- [YOUR OBJECTIVE]: Rewrite every one of the rows with "torch handle" swapped for "flashlight grip" and nothing else altered. Leave the pictures out of your answer.
— start of RECORDS —
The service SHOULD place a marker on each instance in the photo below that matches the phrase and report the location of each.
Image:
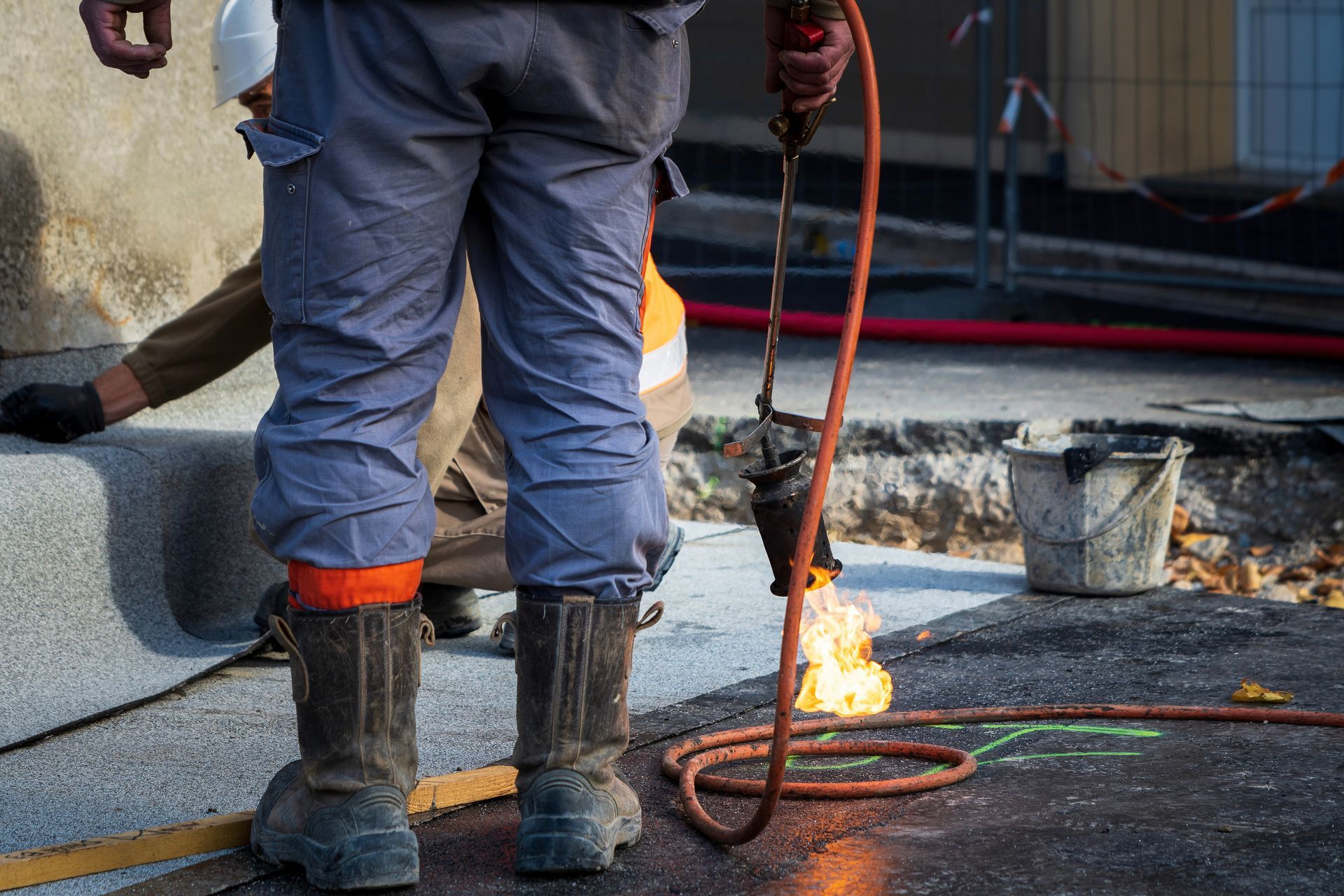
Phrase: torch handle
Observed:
(800, 34)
— end of RECORDS —
- [ANSWER BELOW]:
The service SHOULD place a marker on each instance in the photo below that matches the phrase and report the location of each.
Image:
Phrase: flashlight grip
Observed:
(800, 34)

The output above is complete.